§ Exercise materials:
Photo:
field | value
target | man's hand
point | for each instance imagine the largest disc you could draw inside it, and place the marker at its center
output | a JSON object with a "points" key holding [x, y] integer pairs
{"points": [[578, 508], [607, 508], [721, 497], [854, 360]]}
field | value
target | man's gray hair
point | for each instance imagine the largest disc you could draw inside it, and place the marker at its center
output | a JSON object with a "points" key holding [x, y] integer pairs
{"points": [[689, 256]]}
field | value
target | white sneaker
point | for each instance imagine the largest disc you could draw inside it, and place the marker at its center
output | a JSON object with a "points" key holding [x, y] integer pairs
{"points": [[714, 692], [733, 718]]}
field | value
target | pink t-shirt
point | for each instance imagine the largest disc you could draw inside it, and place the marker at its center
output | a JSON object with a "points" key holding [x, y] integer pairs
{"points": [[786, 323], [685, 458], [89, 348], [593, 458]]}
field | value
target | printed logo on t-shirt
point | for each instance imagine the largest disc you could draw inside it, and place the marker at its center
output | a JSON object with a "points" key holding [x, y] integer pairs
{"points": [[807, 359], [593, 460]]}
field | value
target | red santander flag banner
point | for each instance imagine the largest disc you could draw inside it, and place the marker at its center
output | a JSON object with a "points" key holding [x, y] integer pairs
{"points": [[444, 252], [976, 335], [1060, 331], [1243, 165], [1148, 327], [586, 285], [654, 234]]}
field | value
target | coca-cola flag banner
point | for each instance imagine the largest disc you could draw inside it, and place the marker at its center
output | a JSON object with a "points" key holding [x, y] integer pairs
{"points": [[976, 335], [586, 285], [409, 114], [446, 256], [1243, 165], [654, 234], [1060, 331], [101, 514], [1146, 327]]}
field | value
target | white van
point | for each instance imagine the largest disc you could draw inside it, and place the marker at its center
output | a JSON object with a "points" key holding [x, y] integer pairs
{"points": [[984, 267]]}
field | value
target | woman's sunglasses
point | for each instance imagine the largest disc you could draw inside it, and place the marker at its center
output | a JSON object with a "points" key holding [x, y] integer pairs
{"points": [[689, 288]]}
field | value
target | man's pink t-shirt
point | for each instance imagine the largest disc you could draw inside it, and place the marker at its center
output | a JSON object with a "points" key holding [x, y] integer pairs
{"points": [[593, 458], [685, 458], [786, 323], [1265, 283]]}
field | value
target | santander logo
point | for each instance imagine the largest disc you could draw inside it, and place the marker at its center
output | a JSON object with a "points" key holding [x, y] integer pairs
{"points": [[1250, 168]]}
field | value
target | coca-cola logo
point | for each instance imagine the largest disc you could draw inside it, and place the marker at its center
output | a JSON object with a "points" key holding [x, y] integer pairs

§ Written problem: Exactly reproduce every line of the data above.

§ Written response:
Photo:
field | value
target | man's hand
point | for each instance imagine the largest disc you could draw inside it, and place the marker at its center
output | a JSON object with a "points" key holding [x, y] integer pairs
{"points": [[578, 508], [607, 508], [721, 497], [854, 360]]}
field | value
target | man's gray hair
point | for each instance imagine the largest disc you could draw inside it, and place the marker at its center
output | a JSON object with a "points" key holding [x, y] integer pairs
{"points": [[689, 256]]}
field | value
target | white sneaker
point | for each instance imagine the largest disc you could draw inside it, and place the marker at its center
output | a JSON object with a "points" key holding [x, y] integer pairs
{"points": [[714, 692], [733, 718]]}
field | value
target | pink t-shirt
point | for each instance imagine the largest disc you could draw inside it, and place the marker at its center
output | a JSON object with a "points" key holding [x, y] integer pairs
{"points": [[786, 323], [685, 458], [89, 348], [593, 458]]}
field | value
target | printed logo on t-shirt
point | for each instance imagine the largest disc you could draw inside it, and place the marker at its center
output | a JSON object with a "points" key holding [x, y] integer pairs
{"points": [[807, 359], [593, 460]]}
field | value
target | red santander flag banner
point | for each instance imagine the largest disc you could draw inside it, and place the marker at its center
output | a JSON object with a "points" key holding [x, y] integer pairs
{"points": [[444, 252], [976, 335], [1060, 331], [1243, 165], [1148, 327], [586, 285], [654, 234]]}
field | value
target | coca-cola flag banner
point | for each instance imagine the largest disc you could draw inside it, and place the marker at its center
output | a JSON object with a "points" key holding [x, y] integer pairs
{"points": [[976, 335], [586, 285], [409, 114], [446, 256], [1243, 165], [654, 234], [1060, 331], [101, 514], [1146, 327]]}
field | value
target | white van
point | for each instance imagine the largest disc you could draw inside it, and place the marker at its center
output | a JSON object with a "points" key holding [x, y] integer pairs
{"points": [[984, 267]]}
field | value
target | woman's sunglasses
point | for each instance imagine the largest disc you could draw inside it, and place the marker at its center
output | a JSON object with a "points" key holding [x, y] integer pairs
{"points": [[689, 288]]}
field | value
target | man's pink t-shirt
point | for each instance imagine the largest disc you could draw inside it, and place the marker at its center
output | a JSON object with a "points" key holding [x, y] integer pairs
{"points": [[593, 458], [685, 458], [786, 323], [1265, 283]]}
field | value
target | santander logo
point | for each instance imagine the largest disc you could draw inside it, and place the marker at its center
output | a JSON object with a "points" key holding [x, y] integer pairs
{"points": [[1250, 168]]}
field | value
target | coca-cola logo
point | for each instance imagine the largest disc you could draw inside it, and place the marker at its center
output | a JSON object with a "points" key holding [x, y] integer pairs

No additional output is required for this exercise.